● **Goal**: Rewrite the records below, changing every "one marker per instance" to "one point per instance" and leaving all else as it is.
<<<<
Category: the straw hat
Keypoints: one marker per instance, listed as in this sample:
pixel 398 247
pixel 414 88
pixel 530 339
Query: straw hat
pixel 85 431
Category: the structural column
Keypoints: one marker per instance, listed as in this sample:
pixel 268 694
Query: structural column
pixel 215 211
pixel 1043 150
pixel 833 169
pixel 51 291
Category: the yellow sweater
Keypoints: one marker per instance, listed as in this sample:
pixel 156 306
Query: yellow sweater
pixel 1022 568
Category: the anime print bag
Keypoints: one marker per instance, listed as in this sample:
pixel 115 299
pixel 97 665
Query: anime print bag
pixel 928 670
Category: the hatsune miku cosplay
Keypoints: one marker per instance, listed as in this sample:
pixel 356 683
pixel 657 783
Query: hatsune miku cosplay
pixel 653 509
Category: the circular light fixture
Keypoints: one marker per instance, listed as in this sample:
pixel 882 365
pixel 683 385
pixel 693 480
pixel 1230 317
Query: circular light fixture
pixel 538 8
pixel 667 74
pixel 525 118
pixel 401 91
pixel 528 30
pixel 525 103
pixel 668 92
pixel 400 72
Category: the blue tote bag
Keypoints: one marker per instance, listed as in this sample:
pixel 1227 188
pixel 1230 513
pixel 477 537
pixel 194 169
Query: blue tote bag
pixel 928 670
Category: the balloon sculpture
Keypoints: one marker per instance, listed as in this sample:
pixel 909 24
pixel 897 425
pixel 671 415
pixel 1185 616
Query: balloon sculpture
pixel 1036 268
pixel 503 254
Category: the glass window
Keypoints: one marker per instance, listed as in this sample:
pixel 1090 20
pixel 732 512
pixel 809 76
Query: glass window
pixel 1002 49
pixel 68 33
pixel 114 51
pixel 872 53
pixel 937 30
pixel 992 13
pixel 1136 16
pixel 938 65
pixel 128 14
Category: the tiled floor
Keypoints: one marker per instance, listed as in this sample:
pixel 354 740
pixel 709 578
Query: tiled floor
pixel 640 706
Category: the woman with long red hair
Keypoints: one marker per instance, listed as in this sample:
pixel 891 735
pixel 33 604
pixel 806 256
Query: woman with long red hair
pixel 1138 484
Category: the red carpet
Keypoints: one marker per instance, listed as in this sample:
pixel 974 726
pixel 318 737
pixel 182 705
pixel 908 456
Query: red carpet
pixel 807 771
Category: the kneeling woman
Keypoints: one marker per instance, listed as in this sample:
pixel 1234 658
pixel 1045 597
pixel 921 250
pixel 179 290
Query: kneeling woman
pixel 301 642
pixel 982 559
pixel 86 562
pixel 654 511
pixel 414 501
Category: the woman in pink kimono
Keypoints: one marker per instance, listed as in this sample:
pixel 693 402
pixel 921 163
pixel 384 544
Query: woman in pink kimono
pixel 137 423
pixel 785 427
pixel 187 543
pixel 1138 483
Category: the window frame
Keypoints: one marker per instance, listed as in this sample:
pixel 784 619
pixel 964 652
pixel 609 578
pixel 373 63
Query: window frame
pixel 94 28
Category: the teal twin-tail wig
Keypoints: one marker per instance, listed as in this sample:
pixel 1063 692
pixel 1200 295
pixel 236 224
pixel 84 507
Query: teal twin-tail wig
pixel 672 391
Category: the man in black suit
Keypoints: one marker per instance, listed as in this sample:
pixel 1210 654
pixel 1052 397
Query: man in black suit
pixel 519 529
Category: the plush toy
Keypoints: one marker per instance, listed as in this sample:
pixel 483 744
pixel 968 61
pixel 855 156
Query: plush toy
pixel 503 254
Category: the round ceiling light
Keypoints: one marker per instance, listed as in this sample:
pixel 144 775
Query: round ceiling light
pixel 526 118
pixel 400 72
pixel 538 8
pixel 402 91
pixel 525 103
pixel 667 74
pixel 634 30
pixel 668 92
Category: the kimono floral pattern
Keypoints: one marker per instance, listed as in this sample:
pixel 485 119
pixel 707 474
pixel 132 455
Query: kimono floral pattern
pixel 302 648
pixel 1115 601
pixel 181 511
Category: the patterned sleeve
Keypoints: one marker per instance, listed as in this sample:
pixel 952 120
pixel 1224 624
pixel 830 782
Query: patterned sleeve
>>>>
● **Task answer**:
Category: the straw hat
Keypoints: one point per instance, listed as in this sample:
pixel 398 247
pixel 414 88
pixel 530 339
Query: straw hat
pixel 85 431
Category: the structural column
Keypoints: one point per instance, listed as in this sample:
pixel 268 694
Query: structural column
pixel 215 211
pixel 1043 150
pixel 833 169
pixel 51 291
Category: the yellow sweater
Keypoints: one point per instance, listed as in this sample:
pixel 156 306
Query: yellow sweater
pixel 1022 568
Category: the anime print bag
Keypoints: one point per instance, listed as in this sample:
pixel 115 299
pixel 97 665
Query: anime print bag
pixel 928 670
Category: the hatsune miku cosplay
Keypoints: one point per instance, listed as in this sample:
pixel 356 683
pixel 657 783
Query: hatsune miku cosplay
pixel 653 509
Category: the circular light fixture
Keypoints: one point per instance, listed as in this sample:
pixel 882 365
pixel 683 385
pixel 693 480
pixel 1230 317
Query: circular light fixture
pixel 538 8
pixel 667 74
pixel 525 118
pixel 401 91
pixel 528 30
pixel 525 103
pixel 668 92
pixel 400 72
Category: the blue tote bag
Keypoints: one point per instance, listed as in this sample:
pixel 1227 188
pixel 1230 513
pixel 477 537
pixel 194 169
Query: blue tote bag
pixel 928 670
Category: the balloon sculpture
Keypoints: one point per instance, listed as in this sample:
pixel 909 24
pixel 897 425
pixel 671 415
pixel 1185 616
Query: balloon sculpture
pixel 1036 268
pixel 503 254
Category: the glass window
Keypoints: one point per instance, listed as in this sample:
pixel 1090 20
pixel 732 512
pixel 809 76
Query: glass window
pixel 1002 49
pixel 68 33
pixel 114 51
pixel 872 53
pixel 937 30
pixel 992 13
pixel 1136 16
pixel 938 65
pixel 128 14
Category: the tiled floor
Keypoints: one point per instance, listed as in this sample:
pixel 354 740
pixel 709 578
Query: tiled floor
pixel 640 706
Category: the woman with long red hair
Keypoints: one point per instance, listed as in this sample:
pixel 891 735
pixel 33 604
pixel 806 256
Query: woman with long red hair
pixel 1138 484
Category: the red carpet
Keypoints: one point per instance, listed as in this sample:
pixel 974 726
pixel 318 737
pixel 182 705
pixel 908 456
Query: red carpet
pixel 807 771
Category: the kneeling woman
Keypoints: one point per instance, listed as in this sample:
pixel 1234 658
pixel 1045 597
pixel 921 250
pixel 179 290
Query: kneeling woman
pixel 301 642
pixel 982 559
pixel 86 562
pixel 654 511
pixel 414 501
Category: the woman in pink kimono
Keypoints: one point per instance, listed as in this sample:
pixel 693 402
pixel 921 163
pixel 384 544
Query: woman in pink kimono
pixel 137 423
pixel 785 427
pixel 187 543
pixel 1138 483
Category: the window frame
Keypoints: one point per instance, listed as in this sample:
pixel 784 619
pixel 964 652
pixel 609 578
pixel 373 63
Query: window frame
pixel 94 28
Category: the teal twin-tail wig
Keypoints: one point per instance, listed as in this sample:
pixel 1063 692
pixel 1200 295
pixel 236 224
pixel 84 507
Query: teal twin-tail wig
pixel 672 391
Category: the man in black suit
Keypoints: one point per instance, listed as in this sample:
pixel 1210 654
pixel 1052 397
Query: man in black suit
pixel 519 529
Category: the plush toy
Keypoints: one point per instance, listed as in this sample:
pixel 483 744
pixel 968 61
pixel 855 156
Query: plush toy
pixel 503 254
Category: the round ceiling light
Keypoints: one point per instance, listed as in this sample:
pixel 144 775
Query: round ceiling light
pixel 526 118
pixel 400 72
pixel 538 8
pixel 402 91
pixel 525 103
pixel 667 74
pixel 634 30
pixel 668 92
Category: the kimono floral pattern
Keypoints: one point per instance, listed as in this sample:
pixel 485 119
pixel 707 474
pixel 132 455
Query: kimono floral pattern
pixel 302 648
pixel 1115 601
pixel 181 511
Category: the patterned sleeve
Keypoints: one point per instance, listed as in this sample:
pixel 952 120
pixel 1224 624
pixel 830 782
Query: patterned sleeve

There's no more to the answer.